» Instructions to follow:
Copy out every line in the data below that contains the string "blonde", matching case exactly.

════

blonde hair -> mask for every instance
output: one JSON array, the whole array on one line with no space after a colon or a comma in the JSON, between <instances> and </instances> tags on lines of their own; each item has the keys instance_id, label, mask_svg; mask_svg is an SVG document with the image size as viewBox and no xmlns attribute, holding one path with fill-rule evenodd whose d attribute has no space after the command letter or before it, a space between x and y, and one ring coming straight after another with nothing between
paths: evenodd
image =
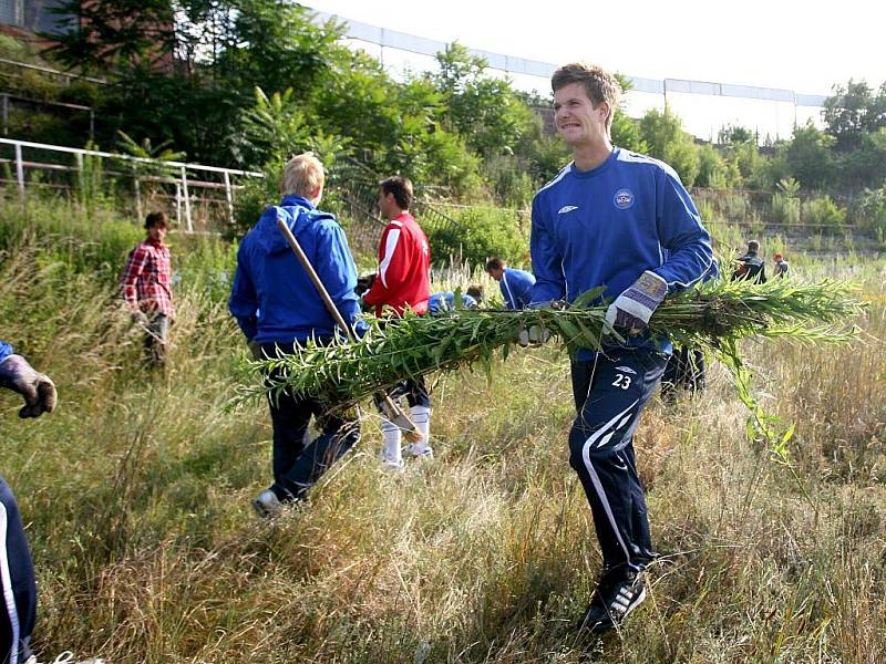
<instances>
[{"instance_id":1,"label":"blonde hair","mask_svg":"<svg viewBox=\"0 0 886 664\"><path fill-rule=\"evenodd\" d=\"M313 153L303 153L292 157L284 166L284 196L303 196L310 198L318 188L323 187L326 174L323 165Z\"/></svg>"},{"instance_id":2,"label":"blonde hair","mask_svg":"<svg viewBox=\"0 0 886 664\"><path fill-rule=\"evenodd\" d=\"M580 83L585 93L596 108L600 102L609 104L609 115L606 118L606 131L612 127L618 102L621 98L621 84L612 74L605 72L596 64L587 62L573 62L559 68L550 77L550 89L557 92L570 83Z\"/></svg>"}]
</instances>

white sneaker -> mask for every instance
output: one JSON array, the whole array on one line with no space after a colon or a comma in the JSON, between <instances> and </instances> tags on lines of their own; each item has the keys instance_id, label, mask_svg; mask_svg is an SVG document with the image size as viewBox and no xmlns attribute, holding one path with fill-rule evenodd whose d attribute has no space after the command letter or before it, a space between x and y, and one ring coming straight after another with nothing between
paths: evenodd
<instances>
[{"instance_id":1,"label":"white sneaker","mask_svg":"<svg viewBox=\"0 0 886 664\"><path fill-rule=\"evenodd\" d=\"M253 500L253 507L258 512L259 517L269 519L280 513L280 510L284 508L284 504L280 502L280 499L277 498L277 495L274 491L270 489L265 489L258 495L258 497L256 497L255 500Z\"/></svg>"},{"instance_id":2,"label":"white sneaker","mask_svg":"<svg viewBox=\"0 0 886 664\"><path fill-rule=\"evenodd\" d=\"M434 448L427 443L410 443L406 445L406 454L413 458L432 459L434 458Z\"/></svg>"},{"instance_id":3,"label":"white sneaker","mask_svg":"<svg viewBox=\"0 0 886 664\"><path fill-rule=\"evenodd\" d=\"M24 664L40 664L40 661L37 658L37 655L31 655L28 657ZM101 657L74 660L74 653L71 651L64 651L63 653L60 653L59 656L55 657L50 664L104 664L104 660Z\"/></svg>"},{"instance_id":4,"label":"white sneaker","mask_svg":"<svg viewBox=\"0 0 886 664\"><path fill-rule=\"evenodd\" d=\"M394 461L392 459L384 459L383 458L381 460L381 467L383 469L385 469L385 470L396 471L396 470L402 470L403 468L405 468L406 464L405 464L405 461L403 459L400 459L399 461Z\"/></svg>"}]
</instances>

════

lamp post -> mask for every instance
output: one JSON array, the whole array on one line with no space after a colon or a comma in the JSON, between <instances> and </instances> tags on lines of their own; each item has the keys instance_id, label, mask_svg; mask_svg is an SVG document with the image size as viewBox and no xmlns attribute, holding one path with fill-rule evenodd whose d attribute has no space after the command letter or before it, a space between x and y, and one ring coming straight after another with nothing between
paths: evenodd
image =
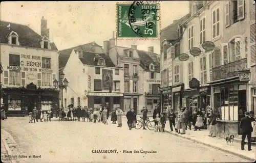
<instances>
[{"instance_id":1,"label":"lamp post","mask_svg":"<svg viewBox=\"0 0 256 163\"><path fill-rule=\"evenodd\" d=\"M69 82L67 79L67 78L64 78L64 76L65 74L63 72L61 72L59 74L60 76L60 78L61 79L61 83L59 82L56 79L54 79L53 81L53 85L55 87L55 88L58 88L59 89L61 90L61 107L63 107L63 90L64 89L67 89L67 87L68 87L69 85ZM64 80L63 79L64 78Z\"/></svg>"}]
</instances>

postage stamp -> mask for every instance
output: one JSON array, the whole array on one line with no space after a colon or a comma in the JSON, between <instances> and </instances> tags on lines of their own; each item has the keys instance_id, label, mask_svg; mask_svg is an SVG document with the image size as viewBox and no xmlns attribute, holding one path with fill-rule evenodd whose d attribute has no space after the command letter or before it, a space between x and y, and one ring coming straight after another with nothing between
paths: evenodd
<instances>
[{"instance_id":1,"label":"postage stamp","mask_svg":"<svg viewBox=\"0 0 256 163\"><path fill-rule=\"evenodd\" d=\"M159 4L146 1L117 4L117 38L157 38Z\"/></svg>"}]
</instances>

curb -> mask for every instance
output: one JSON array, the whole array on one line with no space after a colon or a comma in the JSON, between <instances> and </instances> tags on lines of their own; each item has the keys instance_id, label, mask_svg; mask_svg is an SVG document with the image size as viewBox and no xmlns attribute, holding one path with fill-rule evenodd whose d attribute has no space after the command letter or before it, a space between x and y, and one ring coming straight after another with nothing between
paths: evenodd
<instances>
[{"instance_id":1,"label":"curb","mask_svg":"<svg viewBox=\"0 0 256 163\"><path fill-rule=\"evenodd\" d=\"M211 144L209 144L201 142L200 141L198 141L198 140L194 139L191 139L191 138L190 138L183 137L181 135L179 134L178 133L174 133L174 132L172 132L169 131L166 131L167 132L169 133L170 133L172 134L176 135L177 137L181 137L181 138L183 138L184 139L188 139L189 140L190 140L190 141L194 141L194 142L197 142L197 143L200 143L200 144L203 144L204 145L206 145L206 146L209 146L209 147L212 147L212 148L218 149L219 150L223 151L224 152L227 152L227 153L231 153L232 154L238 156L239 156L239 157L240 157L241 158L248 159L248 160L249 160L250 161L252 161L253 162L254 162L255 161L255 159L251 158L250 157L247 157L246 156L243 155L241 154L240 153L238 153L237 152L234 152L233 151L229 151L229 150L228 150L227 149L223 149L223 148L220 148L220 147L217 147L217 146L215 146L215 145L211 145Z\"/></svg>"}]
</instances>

════

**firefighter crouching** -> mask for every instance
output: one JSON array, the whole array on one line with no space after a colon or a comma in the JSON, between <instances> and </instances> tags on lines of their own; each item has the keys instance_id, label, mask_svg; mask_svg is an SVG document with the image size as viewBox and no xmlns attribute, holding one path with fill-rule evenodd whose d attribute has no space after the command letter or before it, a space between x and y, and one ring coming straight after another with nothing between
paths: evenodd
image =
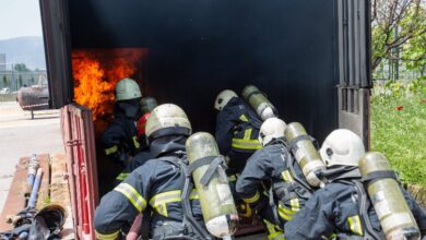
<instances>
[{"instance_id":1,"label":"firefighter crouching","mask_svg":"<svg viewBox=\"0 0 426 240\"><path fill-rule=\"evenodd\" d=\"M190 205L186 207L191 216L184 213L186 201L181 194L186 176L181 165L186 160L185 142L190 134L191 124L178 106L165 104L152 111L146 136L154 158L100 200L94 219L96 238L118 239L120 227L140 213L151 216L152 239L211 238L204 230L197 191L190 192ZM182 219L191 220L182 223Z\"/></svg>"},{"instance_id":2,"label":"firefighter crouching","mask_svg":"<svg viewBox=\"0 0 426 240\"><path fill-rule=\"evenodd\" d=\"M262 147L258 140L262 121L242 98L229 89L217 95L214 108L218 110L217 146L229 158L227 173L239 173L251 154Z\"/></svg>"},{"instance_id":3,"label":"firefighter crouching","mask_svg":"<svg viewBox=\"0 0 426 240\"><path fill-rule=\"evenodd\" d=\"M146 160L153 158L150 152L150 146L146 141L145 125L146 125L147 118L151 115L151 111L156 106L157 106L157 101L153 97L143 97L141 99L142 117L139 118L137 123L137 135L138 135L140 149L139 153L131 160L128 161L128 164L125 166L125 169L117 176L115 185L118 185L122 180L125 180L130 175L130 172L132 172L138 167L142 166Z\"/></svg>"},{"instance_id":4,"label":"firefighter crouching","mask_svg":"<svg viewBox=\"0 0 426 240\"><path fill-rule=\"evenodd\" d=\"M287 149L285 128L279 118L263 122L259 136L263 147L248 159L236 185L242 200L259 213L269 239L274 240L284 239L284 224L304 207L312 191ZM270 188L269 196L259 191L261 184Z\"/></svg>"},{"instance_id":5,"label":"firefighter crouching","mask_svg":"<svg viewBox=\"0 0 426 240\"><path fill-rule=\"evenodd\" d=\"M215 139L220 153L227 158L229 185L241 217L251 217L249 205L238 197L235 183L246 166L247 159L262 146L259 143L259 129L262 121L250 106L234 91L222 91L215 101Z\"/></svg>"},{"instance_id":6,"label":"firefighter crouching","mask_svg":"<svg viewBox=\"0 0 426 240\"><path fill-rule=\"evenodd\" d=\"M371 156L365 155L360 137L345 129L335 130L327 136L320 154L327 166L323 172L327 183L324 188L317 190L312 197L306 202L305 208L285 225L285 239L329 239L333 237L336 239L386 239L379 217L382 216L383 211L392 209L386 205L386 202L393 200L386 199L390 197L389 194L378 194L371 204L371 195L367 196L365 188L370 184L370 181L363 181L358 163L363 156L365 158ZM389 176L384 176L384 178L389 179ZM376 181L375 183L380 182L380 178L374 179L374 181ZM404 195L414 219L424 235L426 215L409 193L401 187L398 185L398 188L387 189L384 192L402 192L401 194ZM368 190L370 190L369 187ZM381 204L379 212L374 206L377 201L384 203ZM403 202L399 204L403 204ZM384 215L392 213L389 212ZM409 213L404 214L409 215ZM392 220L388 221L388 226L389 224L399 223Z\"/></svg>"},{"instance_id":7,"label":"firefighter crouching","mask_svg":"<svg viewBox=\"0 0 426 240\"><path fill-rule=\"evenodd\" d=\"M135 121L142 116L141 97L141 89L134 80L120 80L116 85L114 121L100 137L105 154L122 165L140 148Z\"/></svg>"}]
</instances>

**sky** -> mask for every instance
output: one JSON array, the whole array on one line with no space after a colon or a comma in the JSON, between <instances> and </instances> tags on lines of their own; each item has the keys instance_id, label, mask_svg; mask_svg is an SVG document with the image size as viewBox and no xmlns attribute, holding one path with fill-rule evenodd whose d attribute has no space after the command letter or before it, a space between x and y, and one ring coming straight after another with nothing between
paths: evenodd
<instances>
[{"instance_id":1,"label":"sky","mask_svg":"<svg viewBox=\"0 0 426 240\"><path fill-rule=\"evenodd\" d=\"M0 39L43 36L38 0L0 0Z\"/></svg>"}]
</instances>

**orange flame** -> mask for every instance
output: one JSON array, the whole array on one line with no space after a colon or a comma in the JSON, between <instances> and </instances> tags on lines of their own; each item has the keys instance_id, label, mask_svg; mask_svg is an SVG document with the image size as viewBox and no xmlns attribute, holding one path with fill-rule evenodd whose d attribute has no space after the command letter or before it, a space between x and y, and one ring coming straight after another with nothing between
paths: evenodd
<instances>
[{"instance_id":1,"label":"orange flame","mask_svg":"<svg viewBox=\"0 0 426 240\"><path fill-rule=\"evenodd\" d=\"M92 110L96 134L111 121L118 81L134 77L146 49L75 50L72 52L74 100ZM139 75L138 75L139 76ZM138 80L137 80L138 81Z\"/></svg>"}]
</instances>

════

» Correct answer:
blonde hair -> mask for every instance
[{"instance_id":1,"label":"blonde hair","mask_svg":"<svg viewBox=\"0 0 886 664\"><path fill-rule=\"evenodd\" d=\"M313 153L303 153L292 157L284 166L284 196L303 196L310 198L318 188L323 187L326 174L323 165Z\"/></svg>"},{"instance_id":2,"label":"blonde hair","mask_svg":"<svg viewBox=\"0 0 886 664\"><path fill-rule=\"evenodd\" d=\"M580 83L585 93L596 108L600 102L609 104L609 115L606 118L606 131L612 127L618 102L621 98L621 84L612 74L605 72L596 64L587 62L573 62L559 68L550 77L550 89L557 92L570 83Z\"/></svg>"}]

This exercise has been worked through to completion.